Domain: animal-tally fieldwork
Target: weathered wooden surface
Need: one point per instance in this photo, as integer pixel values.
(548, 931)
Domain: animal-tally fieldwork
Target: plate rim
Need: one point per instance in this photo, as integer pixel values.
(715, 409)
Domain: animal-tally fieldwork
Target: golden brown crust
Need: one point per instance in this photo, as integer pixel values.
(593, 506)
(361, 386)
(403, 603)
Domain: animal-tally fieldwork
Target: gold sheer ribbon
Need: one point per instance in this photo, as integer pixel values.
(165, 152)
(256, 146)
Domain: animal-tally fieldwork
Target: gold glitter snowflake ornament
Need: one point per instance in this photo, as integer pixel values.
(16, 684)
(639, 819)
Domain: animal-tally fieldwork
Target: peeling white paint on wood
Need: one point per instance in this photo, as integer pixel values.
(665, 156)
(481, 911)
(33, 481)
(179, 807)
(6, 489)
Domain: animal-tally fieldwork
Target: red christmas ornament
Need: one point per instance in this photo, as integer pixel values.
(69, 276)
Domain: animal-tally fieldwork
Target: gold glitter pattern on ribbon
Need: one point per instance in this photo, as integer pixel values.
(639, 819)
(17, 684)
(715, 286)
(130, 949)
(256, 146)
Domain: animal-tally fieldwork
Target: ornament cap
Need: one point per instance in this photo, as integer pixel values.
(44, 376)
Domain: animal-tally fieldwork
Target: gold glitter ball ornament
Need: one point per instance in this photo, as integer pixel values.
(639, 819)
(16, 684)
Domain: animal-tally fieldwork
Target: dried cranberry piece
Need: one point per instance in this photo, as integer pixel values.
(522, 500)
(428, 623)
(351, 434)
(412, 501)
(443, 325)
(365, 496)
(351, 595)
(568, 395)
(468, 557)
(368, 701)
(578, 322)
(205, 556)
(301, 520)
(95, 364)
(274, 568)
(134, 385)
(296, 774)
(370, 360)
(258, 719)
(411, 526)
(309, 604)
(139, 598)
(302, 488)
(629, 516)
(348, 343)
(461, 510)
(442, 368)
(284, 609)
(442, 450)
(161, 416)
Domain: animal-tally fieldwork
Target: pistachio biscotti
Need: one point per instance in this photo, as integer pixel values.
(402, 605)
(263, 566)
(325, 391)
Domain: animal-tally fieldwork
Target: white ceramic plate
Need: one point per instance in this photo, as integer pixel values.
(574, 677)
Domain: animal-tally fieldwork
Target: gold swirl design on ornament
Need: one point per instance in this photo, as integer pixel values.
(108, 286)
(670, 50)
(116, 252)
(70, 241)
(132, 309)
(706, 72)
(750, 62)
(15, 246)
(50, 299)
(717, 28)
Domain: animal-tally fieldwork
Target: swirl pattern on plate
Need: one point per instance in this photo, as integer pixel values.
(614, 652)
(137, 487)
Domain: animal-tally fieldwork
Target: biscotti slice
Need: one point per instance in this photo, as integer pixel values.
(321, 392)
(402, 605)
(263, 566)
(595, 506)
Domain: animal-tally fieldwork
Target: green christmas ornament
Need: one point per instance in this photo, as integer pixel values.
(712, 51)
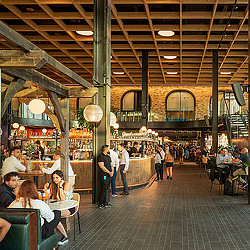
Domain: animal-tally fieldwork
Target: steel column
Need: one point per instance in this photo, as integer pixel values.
(248, 193)
(145, 103)
(102, 74)
(215, 102)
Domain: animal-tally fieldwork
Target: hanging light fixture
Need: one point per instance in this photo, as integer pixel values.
(93, 113)
(15, 125)
(44, 130)
(37, 106)
(22, 128)
(143, 129)
(116, 126)
(112, 119)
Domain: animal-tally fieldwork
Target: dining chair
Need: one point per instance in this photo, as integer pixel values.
(76, 197)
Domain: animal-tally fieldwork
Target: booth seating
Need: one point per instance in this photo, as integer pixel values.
(26, 231)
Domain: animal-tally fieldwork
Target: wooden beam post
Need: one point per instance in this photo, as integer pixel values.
(102, 73)
(9, 93)
(65, 138)
(58, 110)
(20, 59)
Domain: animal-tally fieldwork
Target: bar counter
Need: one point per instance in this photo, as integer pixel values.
(139, 172)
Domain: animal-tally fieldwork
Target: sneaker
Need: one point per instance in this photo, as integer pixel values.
(63, 241)
(236, 177)
(101, 206)
(108, 205)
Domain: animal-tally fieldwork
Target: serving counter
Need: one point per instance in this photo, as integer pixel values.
(139, 172)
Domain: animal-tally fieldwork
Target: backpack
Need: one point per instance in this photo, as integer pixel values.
(228, 188)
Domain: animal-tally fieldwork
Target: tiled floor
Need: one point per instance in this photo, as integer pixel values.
(178, 214)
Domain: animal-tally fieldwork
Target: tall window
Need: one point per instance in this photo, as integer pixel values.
(180, 105)
(132, 100)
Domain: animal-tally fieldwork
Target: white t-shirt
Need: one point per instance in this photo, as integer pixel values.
(12, 164)
(56, 166)
(114, 159)
(45, 212)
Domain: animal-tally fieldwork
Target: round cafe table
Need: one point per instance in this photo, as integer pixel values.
(62, 205)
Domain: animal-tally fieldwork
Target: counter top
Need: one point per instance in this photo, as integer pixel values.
(79, 161)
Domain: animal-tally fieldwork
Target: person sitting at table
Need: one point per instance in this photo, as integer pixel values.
(60, 190)
(27, 197)
(12, 163)
(4, 228)
(134, 150)
(221, 160)
(242, 170)
(57, 165)
(39, 151)
(7, 189)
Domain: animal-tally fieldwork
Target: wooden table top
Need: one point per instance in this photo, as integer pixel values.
(62, 205)
(32, 173)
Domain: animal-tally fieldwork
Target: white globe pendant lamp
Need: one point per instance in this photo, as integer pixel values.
(37, 106)
(112, 119)
(93, 113)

● **Task item**: Pictures stay out, but every record above is to be returned exactly.

● **Task solution**:
Domain: animal-tally fieldwork
Target: weathered wooden surface
Need: one point per instance in this photo, as integer pixel values.
(548, 931)
Domain: animal-tally fieldwork
Target: plate rim
Need: one point per instance in this photo, as integer pixel values.
(715, 409)
Domain: animal-tally fieldwork
Target: golden brown crust
Need: one point per instance in this photo, as integer pixel values.
(593, 506)
(361, 386)
(403, 603)
Domain: animal-tally fieldwork
Target: gold sheer ribbon
Need: one point per instance in this photo, as integer pixel values.
(165, 152)
(256, 146)
Domain: animal-tally fieldwork
Target: gold glitter snowflake ornament
Need: one point per instance in this photo, as integer pixel values.
(16, 684)
(639, 819)
Domain: animal-tally fieldwork
Target: peeling white paint on wood
Need: one point per instance in this photo, as integer pixel values.
(665, 156)
(481, 911)
(33, 481)
(179, 807)
(6, 489)
Domain: animal-tally fieldwork
Target: red christmas ornament
Need: one point per instance in this photo, as integer pixel values.
(69, 276)
Domain: animal-tally fieldwork
Target: gold glitter pattern on ribbon
Need: one point per instance in this photo, as integer pixel values.
(639, 819)
(17, 684)
(715, 286)
(130, 949)
(256, 146)
Domain: animal-tally fieldwork
Target: ornament cap
Need: one point per instance in this photo, as integer pixel values.
(44, 376)
Domain: animal-tally fieldwork
Target: gold glitter ball ornament
Need: one point per instance in this photo, as integer pixel values.
(639, 819)
(16, 684)
Domain: animal-tally fieldwork
Target: dried cranberry piece
Need: one point per instance in this photo, as integer pixel values.
(522, 500)
(428, 623)
(351, 434)
(412, 501)
(443, 325)
(365, 496)
(351, 595)
(568, 395)
(468, 557)
(368, 701)
(578, 322)
(205, 556)
(301, 520)
(95, 364)
(274, 568)
(134, 385)
(296, 774)
(370, 360)
(258, 719)
(411, 526)
(309, 604)
(139, 598)
(302, 488)
(629, 516)
(348, 343)
(461, 510)
(442, 368)
(284, 609)
(442, 450)
(161, 416)
Domain: animal-tally fieldwork
Target: pistachio biscotti
Need: one point per instance in this photo, as integer pixel values.
(402, 605)
(263, 566)
(325, 391)
Domain: animal-tally fieldwork
Target: white ceramic plate
Need: one point per instance in this photo, as integer pixel values.
(574, 677)
Domain: animal-tally fieldwork
Target: gold swirl design on ornament
Need: one point per instance in this photo, as integer pixel values.
(108, 286)
(670, 50)
(116, 252)
(70, 241)
(132, 309)
(706, 72)
(750, 62)
(15, 246)
(50, 299)
(717, 28)
Domain: animal-tally fieldwork
Target: swirl pattern on plate
Need: one point per instance in this photo, as integer pixel values.
(614, 652)
(137, 487)
Domain: animal-tally fieldwork
Target: biscotti slice
Need: one point per instance in this photo, as integer pixel values.
(321, 392)
(402, 605)
(263, 566)
(595, 506)
Domain: animal-tally fieldwork
Target: green christmas ornament
Need: one point per instance in this photo, as integer pixel values.
(712, 51)
Domain: animal-tally fieldwork
Target: steel column
Need: one point per instance in this photo, as integer pixel values.
(248, 193)
(145, 103)
(102, 74)
(215, 102)
Domain: animal-tally fieldwork
Target: hanging light fixture
Need: one point per instance in this photo, as integer pixel values.
(93, 113)
(15, 125)
(44, 130)
(37, 106)
(22, 128)
(143, 129)
(116, 126)
(112, 119)
Domain: animal-tally fieldwork
Target: dining chair
Need: one point per instance in this photo, as integer pixel values.
(76, 197)
Domain: animal-tally fieldwork
Target: booth seating
Need: one point per instance in this photo, as integer pixel values.
(26, 231)
Domain: animal-tally fieldwork
Target: wooden beam post
Need: one point per instance in this photo, as integer pixel values.
(102, 73)
(9, 93)
(65, 138)
(58, 110)
(20, 59)
Domain: animal-tally fieldwork
Target: bar counter
Need: one point per instance in this photo, as integer pixel values.
(139, 172)
Domain: animal-tally fieldwork
Target: sneaker
Need: one point per instance in this photo, as integer pixel values.
(63, 241)
(236, 177)
(101, 206)
(108, 205)
Domain: animal-tally fieldwork
Target: serving counter
Need: one point per instance in this photo, as integer pixel values.
(139, 172)
Domain: animal-tally fieldwork
Target: backpack
Need: one point per instance in this photo, as integer pixel values.
(228, 188)
Domain: animal-tally fieldwork
Target: tiled floor
Need: one point per instance in this photo, as integer pixel values.
(178, 214)
Domain: animal-tally fieldwork
Target: tall window
Need: one point per instance in this photo, as integer pixel values.
(180, 105)
(132, 100)
Domain: animal-tally fieldwork
Target: white t-shirt
Need: one point per instance in this photo, as integer pixel values.
(12, 164)
(56, 166)
(114, 159)
(45, 212)
Domain: animal-tally fieldwork
Target: round cafe table
Need: one point per instance in this photo, as integer pixel values.
(62, 205)
Domain: animal-tally fieldwork
Target: counter top
Need: one point per instance in this photo, as integer pixel values.
(79, 161)
Domain: animal-tally fieldwork
Target: person sitting at table
Need: one point per instance in this photo, as integer pixel values.
(60, 190)
(27, 197)
(12, 163)
(4, 228)
(134, 150)
(221, 160)
(242, 170)
(57, 165)
(39, 151)
(7, 189)
Domain: animal-tally fieldwork
Target: wooden table top
Need: one point per instance in this photo, as integer pixel values.
(62, 205)
(32, 173)
Domain: animal-tally fieldwork
Target: white globe pendant lamp
Need: one point per instance in this photo, as integer pixel values.
(37, 106)
(112, 119)
(93, 113)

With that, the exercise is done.